Problem
In the passage on religion in Nicaragua below, list every kind of story the nuns tell on national television.

In recent years Nicaraguans have suffered an avalanche of ever more alienating religious forms. Radios hammer away each day with conformist messages about accepting God’s will. Businessmen of the Complete Gospel dedicate lunches and dinners to the alchemy of transforming crimes that didn’t make it to court into sins that God forgives, contributing to the culture of impunity. Noisy evangelical services in neighborhoods put forward the idea of a deaf God who requires a constant stream of prayers. Miraculous proposals to “stop suffering” remove responsibility from a state that doesn’t treat the health of its poorest and favors the paternalistic charity of the daily tear-jerking televised pleas for handouts for the sick who don’t seem to have been cured by the “miracles” of their faith.

Preachers who are expert in biblical literalism and scientific ignorance come to Hosanna Tents to encourage not justice and social responsibility but fear and blame in both rich and poor, and the payment not of taxes but tithes. Spiritual caudillos surrounded by privilege, pomp and circumstance adore the golden calf. Nuns recount the most grotesque stories of piety on national television to an audience of the poorest and most gullible, echoing the daily broadcast of ETWN, the Catholic church’s channel for Latin America: they tell of miraculous wounds, apparitions of virgins, exorcisms of demons, bodies that don’t decompose, rosaries with tears that contain fetuses, miracles of the purse....

The FSLN campaign manager rooted the party’s message in this terrain, fertilized by this flood of conformism, fear and superstition.

What kind of “modernity” is this?

President Enrique Bolaños declared that he lit candles to the Virgin to ask for a Montealegre victory, and was sure it would come to pass because he had asked God for it. Then there were Ortega’s other political adversaries, losing candidates such as Montealegre who said he had named “the one on high” as his election monitor, as well as the opinion makers, the decision makers and the political and economic analysts, all of whom congratulated themselves and Daniel Ortega for having pledged to continue “responsible” economic policies that will allow Nicaragua to advance.

[Saved data entries]
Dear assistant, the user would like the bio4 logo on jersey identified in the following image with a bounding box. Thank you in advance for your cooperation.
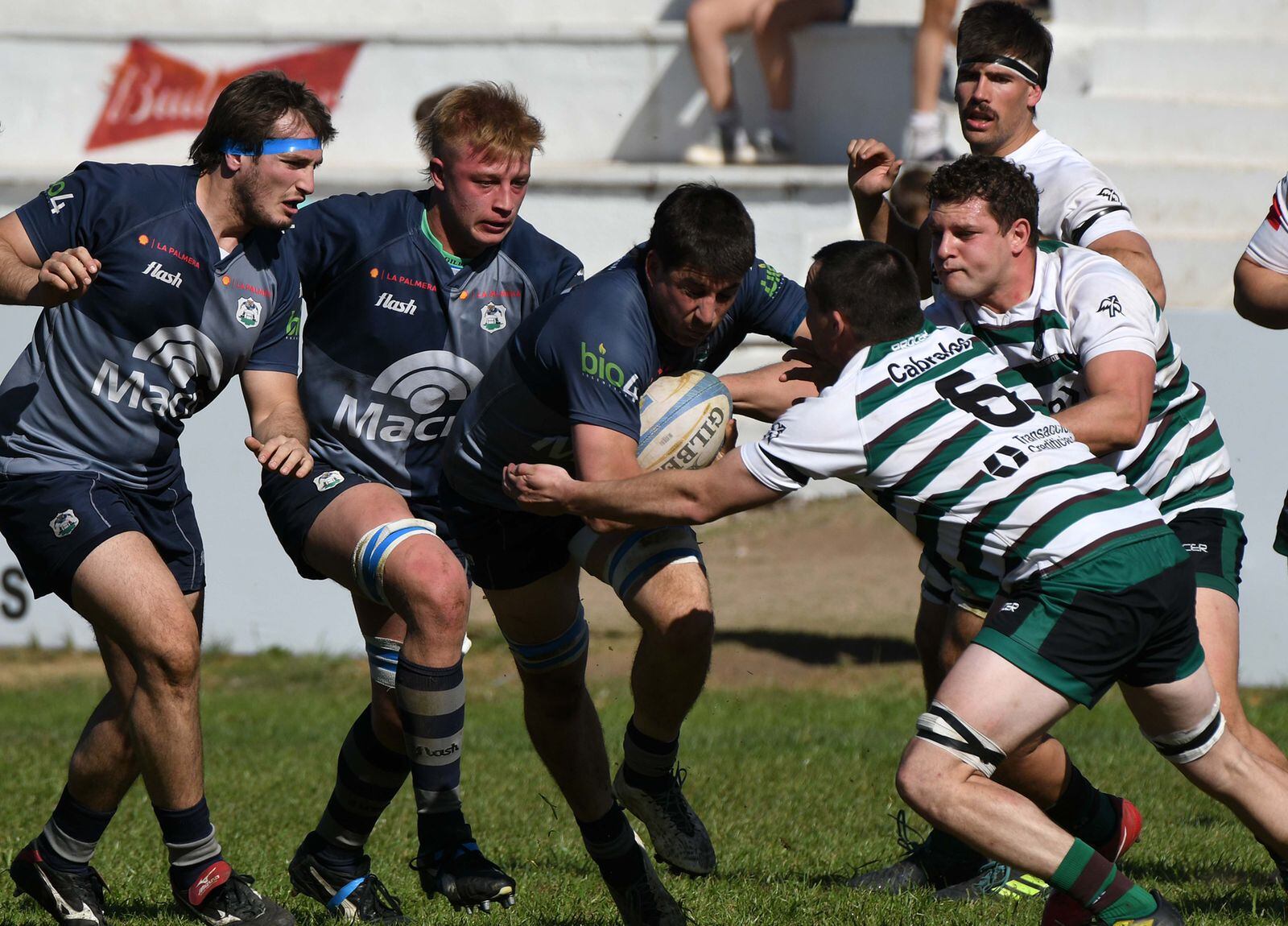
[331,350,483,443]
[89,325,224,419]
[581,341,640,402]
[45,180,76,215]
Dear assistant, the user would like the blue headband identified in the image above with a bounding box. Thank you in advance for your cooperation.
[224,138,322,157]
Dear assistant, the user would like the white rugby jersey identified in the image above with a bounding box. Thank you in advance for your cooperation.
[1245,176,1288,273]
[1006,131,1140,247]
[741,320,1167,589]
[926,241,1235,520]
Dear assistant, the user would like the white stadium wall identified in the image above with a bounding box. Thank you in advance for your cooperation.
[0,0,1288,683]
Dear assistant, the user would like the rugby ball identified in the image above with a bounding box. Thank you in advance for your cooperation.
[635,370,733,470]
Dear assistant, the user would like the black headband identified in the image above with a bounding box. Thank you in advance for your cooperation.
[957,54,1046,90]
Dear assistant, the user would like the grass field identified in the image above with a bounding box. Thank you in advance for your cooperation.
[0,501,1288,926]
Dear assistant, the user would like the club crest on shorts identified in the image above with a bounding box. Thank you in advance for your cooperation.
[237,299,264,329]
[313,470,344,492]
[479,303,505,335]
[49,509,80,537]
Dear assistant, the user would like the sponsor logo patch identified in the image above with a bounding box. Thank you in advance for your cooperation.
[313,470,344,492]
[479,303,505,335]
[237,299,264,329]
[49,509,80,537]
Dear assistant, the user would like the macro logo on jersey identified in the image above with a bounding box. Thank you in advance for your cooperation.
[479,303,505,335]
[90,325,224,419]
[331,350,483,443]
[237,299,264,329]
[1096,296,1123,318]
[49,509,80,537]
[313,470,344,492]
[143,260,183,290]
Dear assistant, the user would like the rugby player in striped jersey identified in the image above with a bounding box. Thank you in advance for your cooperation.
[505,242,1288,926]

Answer box
- miraculous wounds
- apparitions of virgins
- exorcisms of demons
- bodies that don't decompose
- rosaries with tears that contain fetuses
- miracles of the purse